*** Trecho do texto

Se for neurótico, não mande nudes

Crédito: Reprodução mensagem lida do whatsapp
Encarei aquele aterrorizante sinal de "recebido e lido" por mais de cinco horas

Quarta passada me olhei na banheira de casa e me achei bastante sexy. Ainda não era meio-dia e a claridade (somada ao fato de eu ainda não ter almoçado e, portanto, estar com uma barriga desinchada) favorecia demais algumas partes que sobressaiam pela espuma.

Meu mamilo esquerdo, que apelidei desde a adolescência de "o maior", insistia em se resfriar pra fora da água quente. Achei aquilo bastante provocativo e, antes do superego invadir o banheiro e me salvar das garras de um exibicionismo hipoglicêmico, cometi um nude.

Considerando que meu marido me vê pelada todos os dias e aproveita pra perguntar onde está o seu Sorine ou o seu iPad ou se ainda tem frango, não o considerei como primeiro da lista. Também não considerei ninguém do restrito grupo "pessoas que eu pegaria caso essa relação não dê certo", pois acredito que uma das coisas que ainda me liga cosmicamente a esses potenciais futuros-nada, é não mandar uma foto de um mamilo esquerdo semi-imerso quando ainda não é nem meio-dia.

Mas algo precisava ser feito com aquela pequena joia da autoflagelação virtual, com aquele mimo prazenteiro em formato de gota, com aquela ansiedade estranha invadindo meus tímpanos com o mantra "faz besteira, por favor, faz uma merdinha, vai, por favor".

******
*** Dados de origem

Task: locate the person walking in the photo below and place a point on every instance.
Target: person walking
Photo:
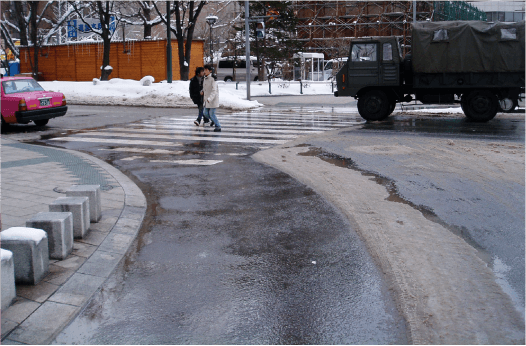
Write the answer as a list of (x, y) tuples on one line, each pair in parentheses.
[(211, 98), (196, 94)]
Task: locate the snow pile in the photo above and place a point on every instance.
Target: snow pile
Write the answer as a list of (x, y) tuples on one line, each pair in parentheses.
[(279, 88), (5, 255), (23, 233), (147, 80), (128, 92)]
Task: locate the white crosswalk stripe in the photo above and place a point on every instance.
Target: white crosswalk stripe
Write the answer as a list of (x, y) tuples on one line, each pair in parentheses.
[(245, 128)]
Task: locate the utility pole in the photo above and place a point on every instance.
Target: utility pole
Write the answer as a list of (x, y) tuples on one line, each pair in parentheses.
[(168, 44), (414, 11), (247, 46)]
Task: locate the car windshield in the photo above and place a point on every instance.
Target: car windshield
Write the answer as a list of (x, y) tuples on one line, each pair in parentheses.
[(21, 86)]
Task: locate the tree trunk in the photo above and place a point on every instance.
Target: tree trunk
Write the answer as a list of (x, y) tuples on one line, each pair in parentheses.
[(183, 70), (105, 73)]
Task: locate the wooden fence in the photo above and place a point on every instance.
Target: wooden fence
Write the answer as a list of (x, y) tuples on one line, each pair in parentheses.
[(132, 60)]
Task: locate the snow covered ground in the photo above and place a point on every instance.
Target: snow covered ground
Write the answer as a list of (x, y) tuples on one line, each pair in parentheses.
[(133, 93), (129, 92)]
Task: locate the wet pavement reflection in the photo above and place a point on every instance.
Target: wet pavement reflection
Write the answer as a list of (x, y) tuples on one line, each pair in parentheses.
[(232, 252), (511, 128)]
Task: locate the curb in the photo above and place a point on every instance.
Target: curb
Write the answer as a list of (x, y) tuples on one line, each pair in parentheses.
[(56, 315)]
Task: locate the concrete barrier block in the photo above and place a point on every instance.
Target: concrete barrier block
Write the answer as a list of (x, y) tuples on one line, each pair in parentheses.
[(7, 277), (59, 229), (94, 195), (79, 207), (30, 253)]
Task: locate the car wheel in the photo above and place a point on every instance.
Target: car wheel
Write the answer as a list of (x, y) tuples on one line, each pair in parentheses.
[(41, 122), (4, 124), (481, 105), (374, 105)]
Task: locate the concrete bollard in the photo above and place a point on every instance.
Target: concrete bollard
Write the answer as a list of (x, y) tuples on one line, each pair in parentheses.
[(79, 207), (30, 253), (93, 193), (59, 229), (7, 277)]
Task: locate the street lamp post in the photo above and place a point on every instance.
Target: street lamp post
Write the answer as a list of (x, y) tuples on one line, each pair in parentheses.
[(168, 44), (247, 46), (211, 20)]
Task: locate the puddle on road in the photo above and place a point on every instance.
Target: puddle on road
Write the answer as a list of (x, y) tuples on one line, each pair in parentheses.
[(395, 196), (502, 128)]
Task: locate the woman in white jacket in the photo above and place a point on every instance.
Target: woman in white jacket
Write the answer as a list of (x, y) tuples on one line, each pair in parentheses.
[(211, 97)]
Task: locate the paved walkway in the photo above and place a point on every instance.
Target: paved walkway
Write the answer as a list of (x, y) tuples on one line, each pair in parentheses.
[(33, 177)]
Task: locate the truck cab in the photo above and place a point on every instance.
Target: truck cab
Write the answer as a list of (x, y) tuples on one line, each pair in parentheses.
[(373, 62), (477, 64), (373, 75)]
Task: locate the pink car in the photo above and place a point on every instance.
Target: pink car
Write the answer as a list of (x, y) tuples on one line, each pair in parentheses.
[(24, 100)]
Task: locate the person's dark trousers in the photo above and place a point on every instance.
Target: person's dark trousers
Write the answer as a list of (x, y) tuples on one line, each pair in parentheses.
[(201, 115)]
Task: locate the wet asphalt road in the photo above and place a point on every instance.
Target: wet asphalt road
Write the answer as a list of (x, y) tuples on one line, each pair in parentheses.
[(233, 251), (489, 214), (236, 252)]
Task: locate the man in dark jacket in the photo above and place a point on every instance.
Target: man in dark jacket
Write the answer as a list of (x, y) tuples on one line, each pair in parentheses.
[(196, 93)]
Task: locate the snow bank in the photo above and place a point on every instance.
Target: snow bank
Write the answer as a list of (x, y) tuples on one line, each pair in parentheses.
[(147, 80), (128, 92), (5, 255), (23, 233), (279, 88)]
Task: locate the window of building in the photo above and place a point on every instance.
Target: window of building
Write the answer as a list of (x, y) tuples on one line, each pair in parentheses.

******

Instruções:
1: Resuma em duas frases o texto sobre o nude tirado na banheira.
2: Continue o texto sobre o nude tirado na banheira, começando logo depois da última frase mostrada.

Respostas esperadas:
1: Numa quarta-feira, antes do meio-dia, a narradora se achou sexy na banheira e, vendo o mamilo esquerdo fora da água, tirou um nude. Ela descartou mandar a foto ao marido, que a vê pelada todo dia, e às pessoas que pegaria se a relação não desse certo, mas uma ansiedade estranha insistia para que fizesse besteira.

2:
Com a finalidade de destruir aquela pontual obsessão em abraçar o capeta, pensei em mandar pra minha mãe. Era um jeito de acatar as vozes, de encerrar o impulso mas, também, de saber que tudo ficaria embalado pelas etiquetas de "apenas piada", "uma criança grande" e "sou fofa e faço mamãe rir". Ela balançaria a cabeça achando graça e automaticamente deletaria. Seria pueril e sem grandes consequências e estaria tudo bem pra sempre.

Poderia enviar a alguma amiga também, ou a algum grupo só de mulheres, e escrever algo como "esse mamilo esquerdo passou só pra desejar que você peite o dia". Eu ficaria então protegida pelas etiquetas de "nossa amiga doidinha" ou "que figura!". E o dia seguiria como tantos outros: cheio de tédio e vontade de fazer besteira, de fazer merdinha.

Percorri os nomes no meu celular e cheguei até ele. Namoramos quando a idade nos permitia só planejar pequenas perversidades sexuais em vez de malabarismos para pagar um plano médico com internação no Sírio pra toda família. Hoje em dia, não morrer e não deixar ninguém que eu amo morrer toma quase todo meu tempo.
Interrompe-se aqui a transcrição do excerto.